= Exercise text =
Doctors glanced up at the monitors to call the time of death for a patient whose heart hadn't beat in 45 minutes and who hadn't breathed in three hours.

Then, they saw it: a blip on the screen.

Ruby Graupera-Cassimiro was alive.

"She spontaneously resuscitated," Boca Raton Regional Hospital spokesman Thomas Chakurda told ABC News. "We had brought the family in. We had announced to them that we had done all we could."

Graupera-Cassimiro, 40, had gone to the hospital for a cesarean section on Sept. 23. The surgery was uneventful and the baby was healthy, but Graupera-Cassimiro started to experience shortness of breath and doctors had to call a code when she stopped breathing. They tried for three hours to revive her but it was no use. She had no pulse for 45 minutes. Then, her heart started beating again on its own.

Doctors think she had a rare condition called an amniotic fluid embolism, which is what happens when the amniotic fluid leaks into the blood stream, causes blood clots and leads to cardiac arrest, according to Mayo Clinic.

"It's normally diagnosed post mortem," Chakurda said.

He said "extraordinary" doesn't begin to describe what happened. The hospital staff is calling Graupera-Cassimiro's survival a "miracle." Despite having no pulse for 45 minutes, she had no neurological damage, no bruises from the chest compressions, no burn marks from the paddles.

Afterward, Graupera-Cassimiro told her sister that she saw their deceased father and he told her she needed to come back, Chakurda said.

= Source data =
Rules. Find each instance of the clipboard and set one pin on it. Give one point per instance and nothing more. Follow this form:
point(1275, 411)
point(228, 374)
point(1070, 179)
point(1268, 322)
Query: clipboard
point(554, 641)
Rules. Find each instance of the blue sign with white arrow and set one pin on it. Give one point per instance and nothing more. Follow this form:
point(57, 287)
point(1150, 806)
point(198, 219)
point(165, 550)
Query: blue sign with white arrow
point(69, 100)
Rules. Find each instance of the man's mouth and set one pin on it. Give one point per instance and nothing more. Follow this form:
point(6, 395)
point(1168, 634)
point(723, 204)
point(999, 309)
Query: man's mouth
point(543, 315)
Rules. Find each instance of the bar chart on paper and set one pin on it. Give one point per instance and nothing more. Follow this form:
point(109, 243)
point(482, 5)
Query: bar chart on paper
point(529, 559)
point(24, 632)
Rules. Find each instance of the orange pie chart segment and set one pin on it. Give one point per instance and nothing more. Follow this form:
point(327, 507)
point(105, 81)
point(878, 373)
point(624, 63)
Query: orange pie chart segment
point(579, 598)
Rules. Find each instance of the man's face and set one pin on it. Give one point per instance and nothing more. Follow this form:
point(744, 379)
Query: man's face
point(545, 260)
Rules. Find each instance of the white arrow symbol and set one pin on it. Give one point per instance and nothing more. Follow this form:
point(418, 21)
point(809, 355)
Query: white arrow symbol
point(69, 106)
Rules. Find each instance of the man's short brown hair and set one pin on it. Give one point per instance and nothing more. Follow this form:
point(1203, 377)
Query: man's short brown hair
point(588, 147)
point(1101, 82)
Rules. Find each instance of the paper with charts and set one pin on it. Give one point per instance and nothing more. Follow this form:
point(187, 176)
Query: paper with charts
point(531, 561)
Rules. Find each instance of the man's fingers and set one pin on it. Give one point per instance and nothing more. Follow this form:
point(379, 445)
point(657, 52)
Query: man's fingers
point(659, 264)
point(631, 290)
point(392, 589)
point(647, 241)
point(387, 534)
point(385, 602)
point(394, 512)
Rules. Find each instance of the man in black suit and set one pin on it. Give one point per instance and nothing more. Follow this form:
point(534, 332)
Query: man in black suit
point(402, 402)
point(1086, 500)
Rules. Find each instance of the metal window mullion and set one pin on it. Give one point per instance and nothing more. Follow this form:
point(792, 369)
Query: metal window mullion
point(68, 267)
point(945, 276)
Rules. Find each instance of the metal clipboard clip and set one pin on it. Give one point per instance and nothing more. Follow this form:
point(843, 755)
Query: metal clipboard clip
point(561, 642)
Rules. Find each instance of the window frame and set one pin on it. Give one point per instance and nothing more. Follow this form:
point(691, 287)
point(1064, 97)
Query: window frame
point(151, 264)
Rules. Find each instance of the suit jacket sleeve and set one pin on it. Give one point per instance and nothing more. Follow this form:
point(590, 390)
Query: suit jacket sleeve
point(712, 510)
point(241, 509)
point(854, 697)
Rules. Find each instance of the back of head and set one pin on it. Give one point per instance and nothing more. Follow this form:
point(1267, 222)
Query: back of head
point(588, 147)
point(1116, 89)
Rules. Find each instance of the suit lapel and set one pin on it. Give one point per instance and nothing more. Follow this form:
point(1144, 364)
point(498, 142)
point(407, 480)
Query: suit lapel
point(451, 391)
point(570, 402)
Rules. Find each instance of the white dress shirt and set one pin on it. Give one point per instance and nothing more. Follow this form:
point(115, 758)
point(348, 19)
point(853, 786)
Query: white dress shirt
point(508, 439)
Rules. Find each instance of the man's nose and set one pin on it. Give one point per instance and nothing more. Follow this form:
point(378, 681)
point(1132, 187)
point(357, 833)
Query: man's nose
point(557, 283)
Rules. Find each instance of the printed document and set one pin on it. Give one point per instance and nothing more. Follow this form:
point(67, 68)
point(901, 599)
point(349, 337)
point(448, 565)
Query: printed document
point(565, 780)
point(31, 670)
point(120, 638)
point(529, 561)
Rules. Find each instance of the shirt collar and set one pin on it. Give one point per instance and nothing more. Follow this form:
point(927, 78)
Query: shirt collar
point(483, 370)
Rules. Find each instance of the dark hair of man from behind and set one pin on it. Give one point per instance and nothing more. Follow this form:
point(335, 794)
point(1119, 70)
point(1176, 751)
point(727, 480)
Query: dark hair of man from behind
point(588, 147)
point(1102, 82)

= What is being asked =
Continue the news story about the woman who revived after doctors prepared to call her time of death, picking up after its last sentence. The material is separate from the text and is not part of it.

= Solved exercise =
"In a follow-up with one of the physicians, she looked him dead in the eye and said, 'You don't have to be afraid of dying.'" he said. "I've never seen a group of people so impacted, if you will, by what they saw," Chakurda added. "They all were very struck."

Amniotic fluid embolisms aren't well understood, according to Mayo Clinic.

"It's likely that amniotic fluid contains components that cause an inflammatory reaction and activate clotting in the mother's lungs and blood vessels," according to Mayo Clinic's website.

They can lead to brain damage or even brain death.

"It's estimated that amniotic fluid embolisms cause up to 10 percent of maternal deaths in developed countries," according to Mayo Clinic. "Death can occur within an hour of the start of symptoms."

The rare complication occurs in 1 in 15,200 deliveries in North America, according to the Amniotic Fluid Embolism Foundation.